(Location annotation dataset excerpts)
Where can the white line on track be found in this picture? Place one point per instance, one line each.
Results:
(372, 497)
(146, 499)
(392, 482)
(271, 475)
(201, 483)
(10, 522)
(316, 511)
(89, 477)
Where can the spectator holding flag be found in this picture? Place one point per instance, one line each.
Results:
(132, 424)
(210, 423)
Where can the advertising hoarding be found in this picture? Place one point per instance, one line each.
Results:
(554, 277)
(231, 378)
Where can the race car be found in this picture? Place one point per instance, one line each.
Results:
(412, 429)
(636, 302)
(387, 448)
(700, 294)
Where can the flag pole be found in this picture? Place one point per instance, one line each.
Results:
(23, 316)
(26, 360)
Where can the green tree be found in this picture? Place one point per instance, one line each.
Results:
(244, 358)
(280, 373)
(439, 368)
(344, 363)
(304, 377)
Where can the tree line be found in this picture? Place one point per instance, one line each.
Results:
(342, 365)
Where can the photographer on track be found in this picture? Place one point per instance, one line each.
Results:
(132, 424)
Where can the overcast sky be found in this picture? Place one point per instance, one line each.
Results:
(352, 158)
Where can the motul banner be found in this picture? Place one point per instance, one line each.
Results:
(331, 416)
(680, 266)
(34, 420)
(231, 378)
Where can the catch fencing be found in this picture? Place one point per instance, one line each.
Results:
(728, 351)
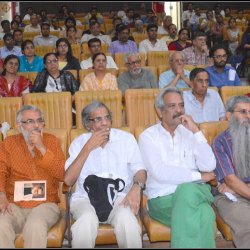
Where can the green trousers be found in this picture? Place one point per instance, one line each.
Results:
(189, 213)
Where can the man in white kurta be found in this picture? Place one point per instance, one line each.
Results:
(108, 153)
(179, 162)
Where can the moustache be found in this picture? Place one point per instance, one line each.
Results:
(177, 115)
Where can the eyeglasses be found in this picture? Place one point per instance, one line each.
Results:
(31, 122)
(134, 63)
(52, 61)
(99, 119)
(221, 56)
(63, 46)
(243, 111)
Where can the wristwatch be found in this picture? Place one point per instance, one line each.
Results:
(140, 184)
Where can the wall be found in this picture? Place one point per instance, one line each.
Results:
(78, 7)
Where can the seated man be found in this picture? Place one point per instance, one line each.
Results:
(29, 156)
(114, 156)
(231, 149)
(198, 53)
(177, 76)
(220, 74)
(136, 77)
(203, 104)
(45, 39)
(152, 43)
(94, 45)
(179, 162)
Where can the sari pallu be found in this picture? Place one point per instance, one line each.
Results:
(17, 87)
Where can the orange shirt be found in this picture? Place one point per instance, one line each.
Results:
(17, 164)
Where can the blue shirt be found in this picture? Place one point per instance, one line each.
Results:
(35, 66)
(4, 52)
(211, 110)
(222, 79)
(168, 76)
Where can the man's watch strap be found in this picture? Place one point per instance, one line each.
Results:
(140, 184)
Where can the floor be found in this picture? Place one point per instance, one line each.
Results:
(220, 243)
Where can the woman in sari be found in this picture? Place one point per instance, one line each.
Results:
(11, 84)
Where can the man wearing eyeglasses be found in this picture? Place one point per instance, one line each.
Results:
(136, 77)
(112, 154)
(30, 155)
(220, 74)
(232, 152)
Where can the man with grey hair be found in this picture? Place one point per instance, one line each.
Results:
(30, 155)
(178, 159)
(177, 76)
(232, 152)
(136, 77)
(105, 155)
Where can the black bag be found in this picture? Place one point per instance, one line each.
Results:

**Work to complete**
Please render every line of the items above as a Markdown table with the columns Row and Line, numbering the rows and skipping blank lines. Leave the pictures out of the answer.

**Final result**
| Row | Line |
|---|---|
| 1 | Where can the white line on track be found in this picture? Place one point per instance, one line each. |
| 2 | Results: |
| 3 | (372, 497) |
| 4 | (146, 499) |
| 5 | (392, 482) |
| 6 | (271, 475) |
| 7 | (201, 483) |
| 8 | (10, 522) |
| 9 | (316, 511) |
| 10 | (89, 477) |
| 11 | Where can the spectator holding flag be found in this picture? Place one point per instance, one line each. |
| 12 | Results: |
| 13 | (132, 424) |
| 14 | (210, 423) |
| 15 | Where can the advertising hoarding be found in this picture? Place one point per instance, one line each. |
| 16 | Results: |
| 17 | (554, 277) |
| 18 | (231, 378) |
| 19 | Where can the race car be found in this picture? Place one point per instance, one line each. |
| 20 | Results: |
| 21 | (412, 429) |
| 22 | (636, 302) |
| 23 | (387, 448) |
| 24 | (700, 294) |
| 25 | Where can the flag pole be found in this picture? Place one point per instance, one line each. |
| 26 | Results: |
| 27 | (23, 316) |
| 28 | (26, 360) |
| 29 | Where can the green tree be found in this picture? Place one point per instance, one line each. |
| 30 | Results: |
| 31 | (244, 358) |
| 32 | (280, 373) |
| 33 | (439, 368) |
| 34 | (344, 363) |
| 35 | (304, 377) |
| 36 | Where can the tree line be found in this picture? Place one point per instance, one line each. |
| 37 | Results: |
| 38 | (342, 365) |
| 39 | Where can the photographer on track be found in this picture? Place one point per instance, one line each. |
| 40 | Results: |
| 41 | (132, 424) |
| 42 | Where can the overcast sky be found in this picture? Place one point per instance, one line each. |
| 43 | Results: |
| 44 | (352, 158) |
| 45 | Where can the motul banner be found in this picture? Place one point per instance, one line each. |
| 46 | Results: |
| 47 | (331, 416) |
| 48 | (680, 266) |
| 49 | (34, 420) |
| 50 | (231, 378) |
| 51 | Where can the catch fencing be found in this picture? Place one point per instance, one line each. |
| 52 | Results: |
| 53 | (728, 351) |
| 54 | Where can the green trousers be found in this picture? Place one point per instance, one line each. |
| 55 | Results: |
| 56 | (189, 213) |
| 57 | Where can the man in white kurta be found in this picture? Place one point per instance, one line each. |
| 58 | Results: |
| 59 | (108, 153) |
| 60 | (179, 162) |
| 61 | Where can the moustache be found in this picture? Place one point per instance, one line each. |
| 62 | Results: |
| 63 | (177, 115) |
| 64 | Where can the eyeglasses be found in this picture? Place one point per instance, one line each. |
| 65 | Results: |
| 66 | (31, 122) |
| 67 | (134, 63) |
| 68 | (52, 61) |
| 69 | (99, 119) |
| 70 | (221, 56) |
| 71 | (63, 46) |
| 72 | (243, 111) |
| 73 | Where can the wristwatch be found in this picture? Place one point per instance, one line each. |
| 74 | Results: |
| 75 | (140, 184) |
| 76 | Where can the wall be found in this picture? Place one point per instance, one line each. |
| 77 | Results: |
| 78 | (78, 7) |
| 79 | Where can the seated man be found in this picture? Place one point per instance, one line each. |
| 80 | Results: |
| 81 | (29, 156) |
| 82 | (114, 156) |
| 83 | (231, 149) |
| 84 | (198, 53) |
| 85 | (177, 76) |
| 86 | (220, 74) |
| 87 | (136, 77) |
| 88 | (203, 104) |
| 89 | (45, 39) |
| 90 | (152, 43) |
| 91 | (94, 45) |
| 92 | (179, 162) |
| 93 | Where can the sari pallu be found in this picture? Place one point per instance, one line each. |
| 94 | Results: |
| 95 | (17, 87) |
| 96 | Where can the orange shirt be found in this picture? Place one point per instance, one line each. |
| 97 | Results: |
| 98 | (17, 164) |
| 99 | Where can the blue shirt be found in this picture? Place one point per instance, one line each. |
| 100 | Results: |
| 101 | (35, 66) |
| 102 | (4, 52) |
| 103 | (211, 110) |
| 104 | (222, 79) |
| 105 | (168, 76) |
| 106 | Where can the man's watch strap be found in this picture? Place one point per instance, one line each. |
| 107 | Results: |
| 108 | (140, 184) |
| 109 | Where can the floor be found in this picture? Place one point per instance, one line each. |
| 110 | Results: |
| 111 | (220, 243) |
| 112 | Where can the woman in sari be found in this picture? Place one point per instance, one line each. |
| 113 | Results: |
| 114 | (11, 84) |
| 115 | Where can the man wearing eyeglasses be found in this picture? Place one point per instance, one line each. |
| 116 | Results: |
| 117 | (136, 77) |
| 118 | (112, 154) |
| 119 | (30, 155) |
| 120 | (220, 74) |
| 121 | (232, 152) |
| 122 | Where can the man with grey hair be found in this picture? Place one point per instance, one line each. |
| 123 | Results: |
| 124 | (30, 155) |
| 125 | (178, 159) |
| 126 | (177, 76) |
| 127 | (232, 152) |
| 128 | (136, 77) |
| 129 | (105, 155) |
| 130 | Where can the black bag be found in this picture? Place one point per instance, one line each. |
| 131 | Results: |